Segment Start: Exercise text

The top four seeds still earn a bye. (Notre Dame would be ineligible for that bye, by the way, since it won’t be a conference champ. Notre Dame’s athletic director is OK with that and is, in fact, on the committee working on this.) And if it turns out No. 5 beats No. 4 or No. 6 beats No. 3, it proves the merit of having more teams involved.

Right now, if you’re a five-star prospect and want to play for a national title, your options are limited. This would expand the possibilities, which might eventually serve as a parity enhancer. (See: hoops.)

Yes, more games is an issue, and must be dealt with. The obvious answer is to do away with conference title games, since the playoff proposal is to take the six highest-ranked conference champions. Why risk losing a spot by having your top-ranked team lose in your title game? (The answer, of course, is the usual one, that leagues make guaranteed cash off those games. Even a trade for more playoff cash might not sit well if there’s a possibility of hoarding both sets of cash.)

The subject of enhanced revenue from more games brings us to the obvious. What’s in it for the players? This is no theoretical exercise. This simply must be addressed. Even playing one more game than usual is a big ask when millions could be made and the “student-athletes” still just have that same scholarship money.

Segment End: Exercise text
Segment Start: Excerpted records

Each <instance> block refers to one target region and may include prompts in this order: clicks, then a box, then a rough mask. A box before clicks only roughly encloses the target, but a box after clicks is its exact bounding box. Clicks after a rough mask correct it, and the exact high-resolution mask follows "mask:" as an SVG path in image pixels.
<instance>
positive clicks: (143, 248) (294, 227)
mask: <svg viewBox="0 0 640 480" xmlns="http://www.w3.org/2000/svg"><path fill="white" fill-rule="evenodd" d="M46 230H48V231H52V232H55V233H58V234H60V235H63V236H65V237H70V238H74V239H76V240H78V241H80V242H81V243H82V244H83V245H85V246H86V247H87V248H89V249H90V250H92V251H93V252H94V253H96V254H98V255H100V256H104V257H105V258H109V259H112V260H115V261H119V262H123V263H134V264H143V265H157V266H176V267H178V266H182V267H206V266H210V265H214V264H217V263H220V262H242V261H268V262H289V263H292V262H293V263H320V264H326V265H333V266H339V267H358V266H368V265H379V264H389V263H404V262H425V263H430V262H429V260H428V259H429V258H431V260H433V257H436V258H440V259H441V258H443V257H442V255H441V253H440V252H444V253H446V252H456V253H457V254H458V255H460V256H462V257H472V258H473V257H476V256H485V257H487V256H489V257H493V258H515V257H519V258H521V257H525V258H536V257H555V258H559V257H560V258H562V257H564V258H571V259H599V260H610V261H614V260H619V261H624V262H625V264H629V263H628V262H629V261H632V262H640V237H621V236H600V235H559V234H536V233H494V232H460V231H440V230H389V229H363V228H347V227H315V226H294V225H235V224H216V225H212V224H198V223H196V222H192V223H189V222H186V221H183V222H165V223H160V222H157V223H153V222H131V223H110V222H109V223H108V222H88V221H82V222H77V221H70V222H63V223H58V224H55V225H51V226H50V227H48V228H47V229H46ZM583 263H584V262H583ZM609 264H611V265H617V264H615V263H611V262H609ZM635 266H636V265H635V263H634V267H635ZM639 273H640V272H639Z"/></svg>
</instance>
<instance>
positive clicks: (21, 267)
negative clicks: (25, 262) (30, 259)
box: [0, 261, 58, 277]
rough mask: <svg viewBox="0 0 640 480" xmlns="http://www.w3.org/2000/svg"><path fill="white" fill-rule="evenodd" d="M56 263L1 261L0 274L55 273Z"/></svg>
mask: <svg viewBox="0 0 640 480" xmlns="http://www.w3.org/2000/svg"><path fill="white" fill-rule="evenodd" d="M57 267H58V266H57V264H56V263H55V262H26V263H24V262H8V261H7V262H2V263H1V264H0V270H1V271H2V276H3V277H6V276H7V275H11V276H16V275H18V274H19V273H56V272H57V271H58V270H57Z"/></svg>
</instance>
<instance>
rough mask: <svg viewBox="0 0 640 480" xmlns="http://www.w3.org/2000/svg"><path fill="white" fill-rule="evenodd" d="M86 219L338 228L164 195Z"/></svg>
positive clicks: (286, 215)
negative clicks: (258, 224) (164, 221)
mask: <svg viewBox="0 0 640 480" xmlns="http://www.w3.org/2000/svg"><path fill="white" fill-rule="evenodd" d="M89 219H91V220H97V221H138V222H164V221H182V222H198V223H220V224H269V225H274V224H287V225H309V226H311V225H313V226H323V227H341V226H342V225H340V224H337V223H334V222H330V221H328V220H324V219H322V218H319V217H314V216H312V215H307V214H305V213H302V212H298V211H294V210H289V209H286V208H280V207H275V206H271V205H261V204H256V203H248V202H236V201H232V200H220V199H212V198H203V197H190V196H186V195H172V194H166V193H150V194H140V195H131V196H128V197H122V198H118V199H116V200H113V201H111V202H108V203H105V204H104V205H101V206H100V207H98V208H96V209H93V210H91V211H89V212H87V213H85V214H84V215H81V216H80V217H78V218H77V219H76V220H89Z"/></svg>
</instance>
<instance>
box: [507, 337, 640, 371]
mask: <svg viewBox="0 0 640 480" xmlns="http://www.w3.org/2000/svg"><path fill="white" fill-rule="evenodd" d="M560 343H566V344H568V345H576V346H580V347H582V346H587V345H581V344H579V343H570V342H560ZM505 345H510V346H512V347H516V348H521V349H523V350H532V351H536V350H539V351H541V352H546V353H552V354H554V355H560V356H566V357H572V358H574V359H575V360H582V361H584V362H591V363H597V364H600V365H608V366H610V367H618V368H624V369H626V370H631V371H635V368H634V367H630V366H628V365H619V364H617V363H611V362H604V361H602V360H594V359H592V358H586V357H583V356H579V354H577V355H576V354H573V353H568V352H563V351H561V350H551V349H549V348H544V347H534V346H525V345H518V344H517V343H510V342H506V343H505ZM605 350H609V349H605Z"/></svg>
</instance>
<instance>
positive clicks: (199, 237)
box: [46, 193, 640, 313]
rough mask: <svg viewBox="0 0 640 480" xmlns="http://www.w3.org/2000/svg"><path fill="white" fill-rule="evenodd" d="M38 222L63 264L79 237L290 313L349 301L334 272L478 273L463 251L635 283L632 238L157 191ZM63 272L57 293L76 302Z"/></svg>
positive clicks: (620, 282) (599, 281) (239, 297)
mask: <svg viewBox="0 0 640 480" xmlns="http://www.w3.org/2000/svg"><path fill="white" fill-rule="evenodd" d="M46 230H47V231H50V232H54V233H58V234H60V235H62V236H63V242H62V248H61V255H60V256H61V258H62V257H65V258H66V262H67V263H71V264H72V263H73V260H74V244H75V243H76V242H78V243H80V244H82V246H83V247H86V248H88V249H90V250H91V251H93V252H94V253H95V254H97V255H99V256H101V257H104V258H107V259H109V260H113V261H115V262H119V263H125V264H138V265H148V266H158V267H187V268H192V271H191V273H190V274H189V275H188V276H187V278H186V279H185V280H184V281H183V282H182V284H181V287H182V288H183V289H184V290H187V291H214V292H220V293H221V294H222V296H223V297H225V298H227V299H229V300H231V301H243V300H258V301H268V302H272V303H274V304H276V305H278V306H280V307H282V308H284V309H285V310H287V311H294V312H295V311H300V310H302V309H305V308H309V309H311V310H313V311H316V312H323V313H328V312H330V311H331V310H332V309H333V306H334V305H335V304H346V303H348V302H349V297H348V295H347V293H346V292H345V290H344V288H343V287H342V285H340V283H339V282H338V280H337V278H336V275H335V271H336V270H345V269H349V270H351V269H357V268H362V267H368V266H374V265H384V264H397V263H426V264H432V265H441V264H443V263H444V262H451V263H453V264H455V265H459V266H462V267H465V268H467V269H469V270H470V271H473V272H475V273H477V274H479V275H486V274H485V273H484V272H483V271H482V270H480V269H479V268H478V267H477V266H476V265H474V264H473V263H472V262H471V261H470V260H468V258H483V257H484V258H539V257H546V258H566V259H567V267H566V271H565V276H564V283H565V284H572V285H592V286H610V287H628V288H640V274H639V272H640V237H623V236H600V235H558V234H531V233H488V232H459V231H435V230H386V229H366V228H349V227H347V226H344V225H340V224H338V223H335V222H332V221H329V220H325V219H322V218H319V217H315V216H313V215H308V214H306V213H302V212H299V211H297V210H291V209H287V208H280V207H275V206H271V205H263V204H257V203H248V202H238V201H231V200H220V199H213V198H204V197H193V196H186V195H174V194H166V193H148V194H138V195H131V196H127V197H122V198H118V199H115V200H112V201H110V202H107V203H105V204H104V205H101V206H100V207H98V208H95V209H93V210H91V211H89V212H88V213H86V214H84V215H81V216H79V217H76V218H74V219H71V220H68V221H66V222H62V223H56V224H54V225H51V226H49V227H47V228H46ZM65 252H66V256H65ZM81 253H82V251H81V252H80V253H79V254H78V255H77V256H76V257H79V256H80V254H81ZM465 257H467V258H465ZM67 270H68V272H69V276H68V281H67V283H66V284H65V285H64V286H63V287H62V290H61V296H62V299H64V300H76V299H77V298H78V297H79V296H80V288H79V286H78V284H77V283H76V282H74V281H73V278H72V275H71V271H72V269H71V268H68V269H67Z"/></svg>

Segment End: Excerpted records

**Parts of the exercise:**
• A. In the college football playoff text, why would Notre Dame be ineligible for a bye?
• B. Condense the paragraph of the college football playoff text that begins "Yes, more games is an issue" into a short bulleted list, keeping its main points.
• C. Continue the college football playoff text after its final sentence, keeping to its argument and tone.

**Responses:**
• A. Notre Dame would not be a conference champion.

• B.
- More games are a problem that must be dealt with.
- The obvious fix is to drop conference title games, since the proposal takes the six highest-ranked conference champions.
- A title game risks costing a league its playoff spot if its top-ranked team loses.
- Leagues keep those games because they bring in guaranteed cash.
- Even more playoff money might not win them over if they could keep both sources of revenue.

• C.
One answer, it seems to me, is that allowing players to profit from their names, images and likenesses will be a part of the landscape by the time this playoff gets off the ground. Maybe week-of-game autograph shows can be part of the deal. Trevor Lawrence could have charged huge this season? Perfect. The game MVP automatically gets a poster deal? The powers had better be creative, beyond allowing bigger guarantees within already-crazy coaching salaries.

I don’t think I’m being too naive to suggest this format might actually allow a little breathing room for coaches at the powerhouses, allowing them getting more playing time for their younger guys. Right now, even Dabo Swinney has to justify his 10-year, $93 million-plus deal by winning them all for Clemson. But what if, say, a redshirt sophomore linebacker who has already proved he’s a future stud could get some more snaps? Wouldn’t that be a better deal all the way around? Maybe I am being naive, except the English Premier League could be a model. The big clubs use their rosters creatively, depending on the competition.

I’d also suggest teams cut the regular season back to 11 games, as it was for decades. (Which Nittany Lions fan or player wouldn’t trade in the Ball State at Penn State game on Sept. 11 for a better playoff shot?) You don’t cut out meaningful games to keep the unmeaningful ones, unless you just care about the guaranteed payday.

Yes, the Southeastern Conference would love this. It deserves it. Texas A&M had a case to be in last season’s four-team playoff. A second-game trip to Tuscaloosa knocked the Aggies out of it. The rest of the supposedly meaningful regular season turned out to be meaningless, even though A&M never lost again. Florida and Georgia also would have gotten in last season under this format. Is that really so bad?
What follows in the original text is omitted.